** begin Data shown **
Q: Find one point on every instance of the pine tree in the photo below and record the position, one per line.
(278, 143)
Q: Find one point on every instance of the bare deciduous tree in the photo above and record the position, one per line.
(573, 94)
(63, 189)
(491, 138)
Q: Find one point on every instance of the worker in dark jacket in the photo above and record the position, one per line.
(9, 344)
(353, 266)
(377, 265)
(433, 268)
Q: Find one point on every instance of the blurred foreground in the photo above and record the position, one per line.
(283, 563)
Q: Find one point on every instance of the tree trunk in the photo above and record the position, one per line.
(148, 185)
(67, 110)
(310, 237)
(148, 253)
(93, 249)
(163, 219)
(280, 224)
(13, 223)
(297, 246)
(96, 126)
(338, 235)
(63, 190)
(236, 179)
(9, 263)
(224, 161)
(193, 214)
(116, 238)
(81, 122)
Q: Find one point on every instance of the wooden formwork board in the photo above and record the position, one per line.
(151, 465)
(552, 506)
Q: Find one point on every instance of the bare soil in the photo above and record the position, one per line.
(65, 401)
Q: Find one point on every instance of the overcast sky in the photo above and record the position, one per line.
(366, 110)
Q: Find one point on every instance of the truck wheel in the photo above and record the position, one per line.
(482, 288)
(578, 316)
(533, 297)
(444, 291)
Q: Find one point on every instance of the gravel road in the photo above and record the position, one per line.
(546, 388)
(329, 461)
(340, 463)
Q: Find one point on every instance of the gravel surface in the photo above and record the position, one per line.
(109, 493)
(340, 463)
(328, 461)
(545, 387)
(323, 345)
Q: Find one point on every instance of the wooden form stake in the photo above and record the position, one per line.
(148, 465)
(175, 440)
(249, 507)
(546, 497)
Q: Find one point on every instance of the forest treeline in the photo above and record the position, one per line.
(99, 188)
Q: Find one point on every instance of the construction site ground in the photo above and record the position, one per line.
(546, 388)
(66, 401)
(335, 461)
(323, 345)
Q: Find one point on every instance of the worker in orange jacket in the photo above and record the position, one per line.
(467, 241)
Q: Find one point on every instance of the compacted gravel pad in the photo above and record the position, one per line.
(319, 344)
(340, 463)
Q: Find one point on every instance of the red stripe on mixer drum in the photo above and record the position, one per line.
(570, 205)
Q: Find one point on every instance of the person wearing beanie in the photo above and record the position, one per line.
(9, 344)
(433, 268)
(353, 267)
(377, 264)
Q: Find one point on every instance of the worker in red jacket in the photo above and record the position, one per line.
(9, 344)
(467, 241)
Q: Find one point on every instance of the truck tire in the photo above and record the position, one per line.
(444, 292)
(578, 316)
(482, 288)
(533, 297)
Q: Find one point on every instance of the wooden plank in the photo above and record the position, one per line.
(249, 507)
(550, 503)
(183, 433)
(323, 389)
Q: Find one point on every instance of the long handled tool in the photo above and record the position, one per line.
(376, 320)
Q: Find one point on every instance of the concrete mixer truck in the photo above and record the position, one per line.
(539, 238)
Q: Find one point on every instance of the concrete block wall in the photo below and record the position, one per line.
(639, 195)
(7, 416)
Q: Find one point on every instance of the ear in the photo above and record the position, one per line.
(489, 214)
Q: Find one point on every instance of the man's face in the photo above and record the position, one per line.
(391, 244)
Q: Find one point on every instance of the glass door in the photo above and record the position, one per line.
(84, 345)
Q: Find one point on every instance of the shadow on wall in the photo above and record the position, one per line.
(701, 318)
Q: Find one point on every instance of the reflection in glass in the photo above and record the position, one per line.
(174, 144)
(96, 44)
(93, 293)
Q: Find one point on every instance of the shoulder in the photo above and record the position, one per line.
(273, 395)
** end Data shown **
__Brief__
Print all of the data exactly as it was given.

__Task solution__
Q: Find one point on every instance of the pine tree in the photo below and record the position, one per line.
(278, 143)
Q: Find one point on every instance of the bare deciduous tree in the photo above and record the position, one per line.
(573, 94)
(63, 189)
(491, 138)
Q: Find one point on every instance of the worker in dark jacket in the photo above and record the position, one per line.
(9, 344)
(353, 266)
(377, 265)
(433, 268)
Q: Find one point on every instance of the blurred foreground in the photo above and record the position, one per line.
(283, 563)
Q: Find one point on every instance of the tree trunk in the photo above and record the position, one per line.
(148, 185)
(67, 110)
(310, 237)
(148, 253)
(93, 249)
(163, 219)
(280, 224)
(13, 223)
(297, 246)
(96, 126)
(338, 235)
(63, 190)
(236, 179)
(9, 263)
(224, 161)
(193, 214)
(116, 238)
(81, 122)
Q: Find one point on every instance of the wooden formwork board in the photo above and record the position, one per line.
(151, 465)
(552, 506)
Q: Find one point on every instance of the bare soil in the photo above and record the position, one per line.
(65, 401)
Q: Find one point on every instance of the overcast sky in the photo above and record the position, one per line.
(366, 110)
Q: Find one point on every instance of the truck wheel in the photo above and record the position, one per line.
(482, 288)
(578, 316)
(533, 297)
(444, 291)
Q: Find one point on every instance of the gravel road in the photo above and record the position, one per line.
(546, 388)
(329, 461)
(340, 463)
Q: Find one point on every instance of the gravel surface in the photo above and record the position, one per line.
(109, 493)
(340, 463)
(328, 461)
(545, 387)
(323, 345)
Q: Find one point on every instance of the wooden form stake in the photo above and record the position, one per line.
(148, 465)
(175, 440)
(249, 507)
(546, 497)
Q: Find one point on every instance of the forest treeline in the photo above and record the position, one per line.
(99, 188)
Q: Find one point on every instance of the construction site ground in the photo above and record the position, one per line.
(546, 388)
(66, 401)
(335, 461)
(323, 345)
Q: Find one point on every instance of the worker in orange jacket in the photo above and record the position, one per line.
(467, 241)
Q: Find one point on every instance of the compacted gravel pad in the photo above and record the position, one per line.
(319, 344)
(340, 463)
Q: Find one point on every instance of the red stripe on mixer drum in the photo above and record the position, one per line.
(570, 205)
Q: Find one point on every instance of the person wearing beanie in the photo above and record the position, one per line.
(9, 344)
(433, 268)
(353, 267)
(377, 264)
Q: Find one point on every instance of the worker in red jacket in the photo above and record the position, one per line.
(9, 344)
(467, 241)
Q: Find one point on every instance of the truck tire in the photo above and record the position, one per line.
(444, 292)
(578, 316)
(482, 288)
(533, 297)
Q: Find one point on every instance of the wooden plank in the photo above and record the position, one per line.
(249, 507)
(550, 503)
(183, 433)
(323, 389)
Q: Find one point on every instance of the long handled tool in the photo above and record the position, one per line.
(376, 320)
Q: Find one point on every instance of the concrete mixer truck in the photo above and record the position, one per line.
(539, 238)
Q: Find one point on every instance of the concrete block wall in the photo below and record the position, one per line.
(639, 195)
(7, 416)
Q: Find one point on every instance of the ear in the photo above and record the position, one per line.
(489, 214)
Q: Find one point on every instance of the man's face in the photo above and record the position, one per line.
(391, 244)
Q: Find one point on every instance of the glass door in the photo above and record the position, one per line.
(84, 345)
Q: Find one point on every instance of the shadow on wall in the photo above and record the position, one per line.
(701, 318)
Q: Find one point on every instance of the reflection in glass in the photo above and record the position, one per line.
(174, 144)
(96, 44)
(93, 293)
Q: Find one point on every instance of the shoulder in the photo above and record the position, one per line.
(273, 395)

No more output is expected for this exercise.